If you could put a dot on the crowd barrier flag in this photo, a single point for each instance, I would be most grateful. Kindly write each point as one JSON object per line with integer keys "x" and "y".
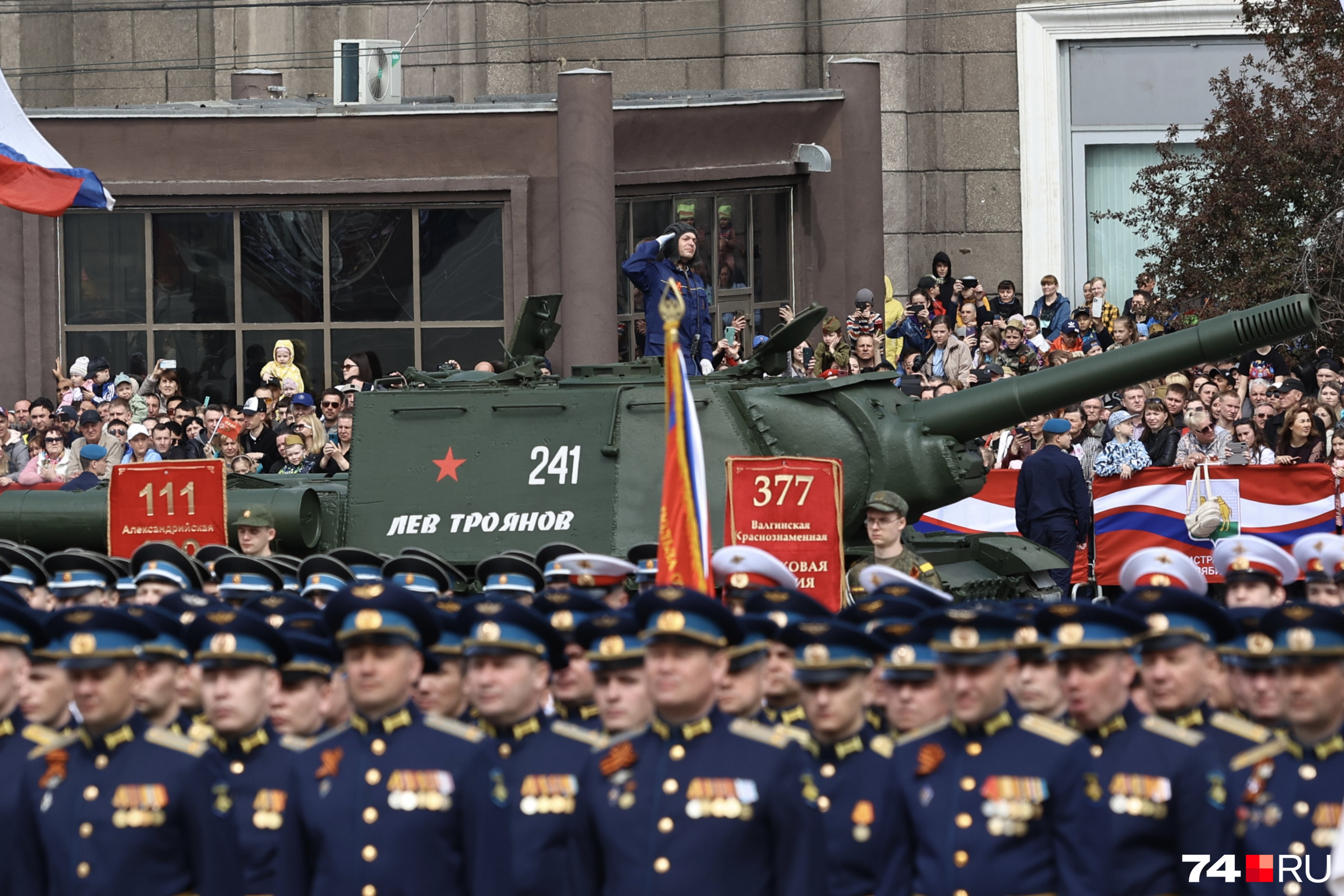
{"x": 1276, "y": 503}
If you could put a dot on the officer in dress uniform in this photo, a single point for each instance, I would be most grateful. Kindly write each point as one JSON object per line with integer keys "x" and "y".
{"x": 851, "y": 761}
{"x": 573, "y": 687}
{"x": 240, "y": 656}
{"x": 1163, "y": 786}
{"x": 1287, "y": 790}
{"x": 1250, "y": 669}
{"x": 995, "y": 798}
{"x": 1256, "y": 571}
{"x": 742, "y": 689}
{"x": 121, "y": 806}
{"x": 1180, "y": 660}
{"x": 616, "y": 652}
{"x": 21, "y": 632}
{"x": 886, "y": 516}
{"x": 784, "y": 607}
{"x": 396, "y": 802}
{"x": 698, "y": 802}
{"x": 741, "y": 570}
{"x": 1319, "y": 583}
{"x": 510, "y": 653}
============================================================
> Exercise directions
Print every line above exactly. Leave the pictures out.

> Response to the task
If you could put a dot on the crowd barrier flag in this photo, a single point for each instance, I would be most grateful. Kindly write each point as one JSON object per line with integer keys "x" and "y".
{"x": 1276, "y": 503}
If you could put a dot on the officer in dress uniform in this photo, a single point for each instance, I would be most grateful. Kindly write each point as one JSON object per line with integer keys "x" and "y".
{"x": 851, "y": 761}
{"x": 573, "y": 687}
{"x": 240, "y": 656}
{"x": 1163, "y": 786}
{"x": 1287, "y": 790}
{"x": 1250, "y": 669}
{"x": 995, "y": 798}
{"x": 1256, "y": 571}
{"x": 742, "y": 689}
{"x": 121, "y": 806}
{"x": 1180, "y": 660}
{"x": 616, "y": 652}
{"x": 21, "y": 632}
{"x": 886, "y": 516}
{"x": 784, "y": 607}
{"x": 396, "y": 802}
{"x": 698, "y": 802}
{"x": 741, "y": 570}
{"x": 1319, "y": 583}
{"x": 510, "y": 653}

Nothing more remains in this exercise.